►
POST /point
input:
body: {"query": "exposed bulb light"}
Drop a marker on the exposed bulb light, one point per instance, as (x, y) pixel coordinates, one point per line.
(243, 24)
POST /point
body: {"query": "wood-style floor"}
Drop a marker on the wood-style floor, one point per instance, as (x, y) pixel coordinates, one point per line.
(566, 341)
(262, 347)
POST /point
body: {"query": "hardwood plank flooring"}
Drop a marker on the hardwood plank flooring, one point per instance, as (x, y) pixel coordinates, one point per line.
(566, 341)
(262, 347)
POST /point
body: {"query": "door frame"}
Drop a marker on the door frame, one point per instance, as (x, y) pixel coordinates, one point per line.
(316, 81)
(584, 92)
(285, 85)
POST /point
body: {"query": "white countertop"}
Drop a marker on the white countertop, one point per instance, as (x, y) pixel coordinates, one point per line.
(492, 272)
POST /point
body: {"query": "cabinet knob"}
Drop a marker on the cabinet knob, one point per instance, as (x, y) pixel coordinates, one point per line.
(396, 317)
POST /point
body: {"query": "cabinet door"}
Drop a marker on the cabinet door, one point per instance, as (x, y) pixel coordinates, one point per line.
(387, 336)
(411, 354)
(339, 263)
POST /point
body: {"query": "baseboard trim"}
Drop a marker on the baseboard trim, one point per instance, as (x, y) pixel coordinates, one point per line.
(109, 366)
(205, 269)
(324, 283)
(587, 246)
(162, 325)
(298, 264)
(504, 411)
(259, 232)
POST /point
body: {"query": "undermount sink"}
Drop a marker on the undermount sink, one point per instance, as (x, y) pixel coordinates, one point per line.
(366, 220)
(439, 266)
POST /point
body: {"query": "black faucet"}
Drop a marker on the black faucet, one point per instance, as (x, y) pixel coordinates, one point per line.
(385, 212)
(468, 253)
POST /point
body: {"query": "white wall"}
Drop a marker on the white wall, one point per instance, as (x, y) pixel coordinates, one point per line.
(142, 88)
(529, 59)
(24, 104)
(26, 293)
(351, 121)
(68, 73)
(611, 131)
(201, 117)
◄
• WHAT THE EXERCISE ASKS
Write out every entry word for word.

• RESULT FOR THIS EXERCISE
POST /point
input:
body: {"query": "exposed bulb light"}
Drop a marker on the exposed bulb light, one point per instance, as (x, y) pixel coordinates, one point per line.
(243, 24)
POST /point
body: {"query": "wood-style floor"}
Drop a marker on the wood-style floor, one point per instance, as (x, y) pixel coordinates, one point per line.
(566, 341)
(262, 347)
POST /point
body: {"query": "hardwood plank flooring"}
Drop a marker on the hardwood plank flooring, one point per instance, as (x, y) pixel coordinates, one point per line.
(566, 341)
(262, 347)
POST /point
body: {"query": "door frame"}
Drop a marker on the door frame, one point per instance, as (x, y) pixel coordinates, one point per line.
(316, 81)
(584, 92)
(285, 85)
POST /point
body: {"query": "white countertop"}
Drop a marker on the white countertop, one point per instance, as (x, y) pixel coordinates, one point per line.
(492, 272)
POST /point
body: {"query": "cabinet knob"}
Drop a marker on the cabinet knob, one point per instance, as (x, y) pixel coordinates, one point per line.
(396, 317)
POST /point
body: {"query": "cabinet door"}
Drop a marker on the cabinet door, one point per instance, as (x, y) pixel coordinates, one point per line.
(387, 336)
(411, 354)
(339, 263)
POST /point
body: {"query": "baseboard trim"}
Drop a marker on the baseboard trim, one point per instance, as (x, y) pixel coordinates, one point per line.
(109, 366)
(205, 269)
(324, 283)
(587, 246)
(162, 325)
(298, 264)
(504, 411)
(259, 232)
POST /point
body: {"query": "undermount sink"}
Drop a marker on the undermount sink, one point per instance, as (x, y) pixel coordinates, one point per line.
(366, 220)
(439, 266)
POST /point
body: {"query": "black faucet"}
Drop a marker on the black faucet, one point per instance, as (x, y) pixel coordinates, one point per line.
(385, 212)
(468, 253)
POST /point
body: {"query": "white wall"}
Drop a marker on the white wall, one point per instance, as (x, y) pixel coordinates, one point per line.
(142, 88)
(529, 59)
(24, 104)
(26, 293)
(351, 121)
(68, 73)
(611, 131)
(201, 117)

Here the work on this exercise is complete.